**QUÉ PRODUCIR:** Reproduce sin ningún cambio las líneas que van desde el principio hasta la que contiene "Trace every instance of the tree", ambas incluidas.

**FILAS DE DATOS:**
--------------------

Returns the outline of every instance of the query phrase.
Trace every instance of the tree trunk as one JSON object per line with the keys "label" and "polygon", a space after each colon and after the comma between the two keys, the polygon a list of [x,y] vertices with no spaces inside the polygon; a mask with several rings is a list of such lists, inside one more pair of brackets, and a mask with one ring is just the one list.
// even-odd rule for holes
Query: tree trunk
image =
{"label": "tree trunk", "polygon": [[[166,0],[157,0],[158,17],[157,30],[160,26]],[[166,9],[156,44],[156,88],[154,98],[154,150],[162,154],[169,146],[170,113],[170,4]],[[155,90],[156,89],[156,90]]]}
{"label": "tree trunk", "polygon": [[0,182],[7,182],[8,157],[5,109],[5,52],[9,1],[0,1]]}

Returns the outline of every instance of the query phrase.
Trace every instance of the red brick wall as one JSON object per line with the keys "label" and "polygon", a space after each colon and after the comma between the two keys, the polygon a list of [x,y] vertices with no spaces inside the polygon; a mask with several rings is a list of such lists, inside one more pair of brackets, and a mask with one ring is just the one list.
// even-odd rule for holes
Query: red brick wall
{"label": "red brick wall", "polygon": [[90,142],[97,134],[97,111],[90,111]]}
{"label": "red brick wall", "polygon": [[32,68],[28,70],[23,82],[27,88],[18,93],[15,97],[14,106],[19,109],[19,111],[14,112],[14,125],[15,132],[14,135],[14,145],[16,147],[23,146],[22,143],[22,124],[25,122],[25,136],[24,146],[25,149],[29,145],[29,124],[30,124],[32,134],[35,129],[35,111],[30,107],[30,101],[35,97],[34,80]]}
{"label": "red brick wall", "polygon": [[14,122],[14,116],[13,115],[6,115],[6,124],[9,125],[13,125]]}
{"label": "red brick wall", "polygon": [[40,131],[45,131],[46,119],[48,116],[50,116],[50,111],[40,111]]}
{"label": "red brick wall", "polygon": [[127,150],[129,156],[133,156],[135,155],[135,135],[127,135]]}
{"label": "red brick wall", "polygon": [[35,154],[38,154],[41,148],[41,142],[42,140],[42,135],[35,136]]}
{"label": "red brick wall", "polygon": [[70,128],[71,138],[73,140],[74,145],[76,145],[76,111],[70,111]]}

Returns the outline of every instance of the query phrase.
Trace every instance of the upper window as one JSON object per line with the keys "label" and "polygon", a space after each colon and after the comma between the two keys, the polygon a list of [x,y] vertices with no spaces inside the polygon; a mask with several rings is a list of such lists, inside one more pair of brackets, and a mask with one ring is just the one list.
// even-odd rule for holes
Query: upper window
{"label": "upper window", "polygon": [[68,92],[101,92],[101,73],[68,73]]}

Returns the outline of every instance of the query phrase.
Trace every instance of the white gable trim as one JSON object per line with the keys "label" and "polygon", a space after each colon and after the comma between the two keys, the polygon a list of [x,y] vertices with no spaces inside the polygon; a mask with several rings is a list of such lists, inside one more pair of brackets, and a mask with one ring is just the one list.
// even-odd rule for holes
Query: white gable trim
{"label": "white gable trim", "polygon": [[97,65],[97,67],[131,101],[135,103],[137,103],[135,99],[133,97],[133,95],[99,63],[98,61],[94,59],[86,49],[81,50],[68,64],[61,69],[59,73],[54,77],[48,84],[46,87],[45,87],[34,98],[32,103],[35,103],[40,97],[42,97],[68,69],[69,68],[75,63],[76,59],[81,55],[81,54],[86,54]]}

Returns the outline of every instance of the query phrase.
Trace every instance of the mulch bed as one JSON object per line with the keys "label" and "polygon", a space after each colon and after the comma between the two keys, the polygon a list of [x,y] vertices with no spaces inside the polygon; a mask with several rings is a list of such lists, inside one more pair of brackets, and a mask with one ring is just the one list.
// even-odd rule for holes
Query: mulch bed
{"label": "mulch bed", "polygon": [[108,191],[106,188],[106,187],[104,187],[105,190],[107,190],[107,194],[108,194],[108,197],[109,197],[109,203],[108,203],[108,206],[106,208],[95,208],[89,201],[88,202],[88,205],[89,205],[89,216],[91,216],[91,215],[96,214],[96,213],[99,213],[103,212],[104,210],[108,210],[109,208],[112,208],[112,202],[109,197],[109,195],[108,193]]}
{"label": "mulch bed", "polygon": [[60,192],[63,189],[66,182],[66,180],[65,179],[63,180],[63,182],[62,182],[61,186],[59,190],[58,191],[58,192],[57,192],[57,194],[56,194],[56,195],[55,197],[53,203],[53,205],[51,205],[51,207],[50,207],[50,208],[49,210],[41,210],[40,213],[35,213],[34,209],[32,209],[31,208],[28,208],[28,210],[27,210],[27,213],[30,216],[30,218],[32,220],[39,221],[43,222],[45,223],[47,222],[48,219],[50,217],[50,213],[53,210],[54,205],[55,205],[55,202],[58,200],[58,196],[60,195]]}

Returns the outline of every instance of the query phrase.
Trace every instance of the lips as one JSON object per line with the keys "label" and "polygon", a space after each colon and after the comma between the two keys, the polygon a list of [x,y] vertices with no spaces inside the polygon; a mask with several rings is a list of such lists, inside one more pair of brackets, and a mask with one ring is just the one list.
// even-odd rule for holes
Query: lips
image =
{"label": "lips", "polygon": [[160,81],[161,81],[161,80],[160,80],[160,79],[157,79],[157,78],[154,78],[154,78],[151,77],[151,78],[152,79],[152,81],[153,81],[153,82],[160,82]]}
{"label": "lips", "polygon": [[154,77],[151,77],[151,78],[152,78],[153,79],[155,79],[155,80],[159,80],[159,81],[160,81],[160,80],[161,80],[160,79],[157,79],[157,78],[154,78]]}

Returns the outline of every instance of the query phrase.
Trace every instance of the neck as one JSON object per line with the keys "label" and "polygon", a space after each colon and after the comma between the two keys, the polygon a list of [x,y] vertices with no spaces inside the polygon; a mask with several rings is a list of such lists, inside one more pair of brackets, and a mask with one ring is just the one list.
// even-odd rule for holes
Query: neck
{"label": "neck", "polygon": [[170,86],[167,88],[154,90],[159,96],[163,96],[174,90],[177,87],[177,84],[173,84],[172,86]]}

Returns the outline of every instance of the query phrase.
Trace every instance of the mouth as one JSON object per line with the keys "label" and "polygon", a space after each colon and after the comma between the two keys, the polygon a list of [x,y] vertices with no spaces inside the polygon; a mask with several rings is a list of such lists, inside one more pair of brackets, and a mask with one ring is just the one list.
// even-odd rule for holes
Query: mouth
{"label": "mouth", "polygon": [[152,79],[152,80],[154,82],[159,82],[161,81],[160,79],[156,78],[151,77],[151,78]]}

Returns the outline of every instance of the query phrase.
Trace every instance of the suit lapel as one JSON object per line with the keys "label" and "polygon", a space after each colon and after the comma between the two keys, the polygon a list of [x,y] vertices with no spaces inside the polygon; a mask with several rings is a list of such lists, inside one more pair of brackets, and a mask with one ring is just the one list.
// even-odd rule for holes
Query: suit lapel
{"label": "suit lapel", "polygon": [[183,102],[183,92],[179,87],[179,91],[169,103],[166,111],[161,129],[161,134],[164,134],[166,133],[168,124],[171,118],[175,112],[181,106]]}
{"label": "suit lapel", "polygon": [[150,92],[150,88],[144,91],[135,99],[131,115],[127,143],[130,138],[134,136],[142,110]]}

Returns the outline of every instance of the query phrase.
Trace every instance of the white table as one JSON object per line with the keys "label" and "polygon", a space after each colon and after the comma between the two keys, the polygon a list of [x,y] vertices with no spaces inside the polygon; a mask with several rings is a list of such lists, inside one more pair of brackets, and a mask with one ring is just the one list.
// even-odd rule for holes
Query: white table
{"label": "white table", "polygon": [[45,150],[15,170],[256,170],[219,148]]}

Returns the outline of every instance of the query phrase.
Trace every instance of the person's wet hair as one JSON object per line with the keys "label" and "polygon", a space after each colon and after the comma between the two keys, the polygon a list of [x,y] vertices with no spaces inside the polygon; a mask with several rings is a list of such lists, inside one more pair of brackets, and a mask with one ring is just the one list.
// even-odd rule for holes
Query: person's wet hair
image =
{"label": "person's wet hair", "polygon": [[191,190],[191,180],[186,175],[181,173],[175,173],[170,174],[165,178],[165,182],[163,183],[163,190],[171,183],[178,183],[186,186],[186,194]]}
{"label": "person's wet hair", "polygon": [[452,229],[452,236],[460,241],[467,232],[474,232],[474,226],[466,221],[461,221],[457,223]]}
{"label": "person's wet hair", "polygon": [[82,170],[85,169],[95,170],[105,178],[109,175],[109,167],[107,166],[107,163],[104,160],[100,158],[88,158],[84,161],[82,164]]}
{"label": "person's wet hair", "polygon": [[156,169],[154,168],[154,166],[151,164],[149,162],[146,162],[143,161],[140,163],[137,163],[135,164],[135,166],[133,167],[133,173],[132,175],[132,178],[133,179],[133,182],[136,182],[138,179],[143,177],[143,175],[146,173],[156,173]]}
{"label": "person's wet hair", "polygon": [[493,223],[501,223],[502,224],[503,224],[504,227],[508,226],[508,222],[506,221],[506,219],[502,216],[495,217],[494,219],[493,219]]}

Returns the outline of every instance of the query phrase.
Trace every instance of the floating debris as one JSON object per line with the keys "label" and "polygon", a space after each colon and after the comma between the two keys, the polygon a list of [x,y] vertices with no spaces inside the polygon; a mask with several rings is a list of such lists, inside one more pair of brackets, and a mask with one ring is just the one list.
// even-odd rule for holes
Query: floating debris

--------------------

**TAREA COMPLETADA:**
Returns the outline of every instance of the query phrase.
Trace every instance of the tree trunk as one JSON object per line with the keys "label" and "polygon", a space after each colon and after the comma between the two keys, the polygon a list of [x,y] vertices with no spaces inside the polygon; a mask with several rings is a list of such lists, inside one more pair of brackets, and a mask with one ring is just the one list.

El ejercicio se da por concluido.